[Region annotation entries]
● ● ● ● ●

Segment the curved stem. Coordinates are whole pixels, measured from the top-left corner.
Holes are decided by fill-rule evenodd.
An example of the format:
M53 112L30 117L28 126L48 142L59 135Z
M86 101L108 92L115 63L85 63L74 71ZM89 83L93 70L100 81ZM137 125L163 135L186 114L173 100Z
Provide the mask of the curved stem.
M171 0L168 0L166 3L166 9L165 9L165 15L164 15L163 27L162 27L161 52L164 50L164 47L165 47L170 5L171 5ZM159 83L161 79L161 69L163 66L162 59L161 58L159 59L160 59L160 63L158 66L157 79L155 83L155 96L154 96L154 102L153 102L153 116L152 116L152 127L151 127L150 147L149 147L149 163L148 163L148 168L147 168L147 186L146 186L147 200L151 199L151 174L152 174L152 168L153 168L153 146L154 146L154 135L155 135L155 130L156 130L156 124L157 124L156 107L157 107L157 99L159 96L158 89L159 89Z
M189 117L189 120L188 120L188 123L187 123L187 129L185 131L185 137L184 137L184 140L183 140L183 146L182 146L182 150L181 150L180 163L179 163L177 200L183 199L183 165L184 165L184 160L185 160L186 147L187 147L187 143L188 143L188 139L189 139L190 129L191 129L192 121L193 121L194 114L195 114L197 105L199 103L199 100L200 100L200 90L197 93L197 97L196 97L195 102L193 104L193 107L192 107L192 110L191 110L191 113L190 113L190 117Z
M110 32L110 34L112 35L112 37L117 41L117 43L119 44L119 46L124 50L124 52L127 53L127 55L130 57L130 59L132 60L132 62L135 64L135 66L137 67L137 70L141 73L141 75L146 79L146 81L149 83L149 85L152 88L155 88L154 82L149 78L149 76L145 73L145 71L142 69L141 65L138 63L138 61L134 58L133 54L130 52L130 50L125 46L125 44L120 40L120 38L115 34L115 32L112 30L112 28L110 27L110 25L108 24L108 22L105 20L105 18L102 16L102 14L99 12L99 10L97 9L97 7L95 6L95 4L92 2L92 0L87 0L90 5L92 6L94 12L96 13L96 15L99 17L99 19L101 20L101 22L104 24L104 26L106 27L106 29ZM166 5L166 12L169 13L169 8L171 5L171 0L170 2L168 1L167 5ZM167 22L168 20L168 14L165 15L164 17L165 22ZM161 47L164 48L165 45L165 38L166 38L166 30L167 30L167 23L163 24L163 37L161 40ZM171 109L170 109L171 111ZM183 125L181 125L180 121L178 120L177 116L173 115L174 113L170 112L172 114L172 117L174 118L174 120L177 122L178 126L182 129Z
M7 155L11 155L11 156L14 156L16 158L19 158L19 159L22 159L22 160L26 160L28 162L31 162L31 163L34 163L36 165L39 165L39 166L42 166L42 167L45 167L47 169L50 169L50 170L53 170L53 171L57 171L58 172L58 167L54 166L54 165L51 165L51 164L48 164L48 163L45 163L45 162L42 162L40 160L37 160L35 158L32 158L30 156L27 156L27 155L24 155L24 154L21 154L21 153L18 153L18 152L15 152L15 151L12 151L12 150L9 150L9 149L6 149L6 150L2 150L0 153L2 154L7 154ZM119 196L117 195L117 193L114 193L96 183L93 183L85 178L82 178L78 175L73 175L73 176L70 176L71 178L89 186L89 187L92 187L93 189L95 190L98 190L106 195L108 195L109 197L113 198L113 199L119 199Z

● ● ● ● ●

| Set task |
Revise the rows from the start through the line containing "Provide the mask of the curved stem.", inclusive, replacing "curved stem" with "bent stalk" and leaving everything else unchanged.

| Answer in full |
Segment the bent stalk. Coordinates are whole pixels, measured from the top-left corner.
Holes are decided by fill-rule evenodd.
An example of the format:
M53 112L30 117L28 126L48 142L59 135Z
M86 101L108 92L115 63L85 63L74 71ZM89 83L93 70L100 81ZM137 125L163 135L186 114L173 100Z
Provide the mask of the bent stalk.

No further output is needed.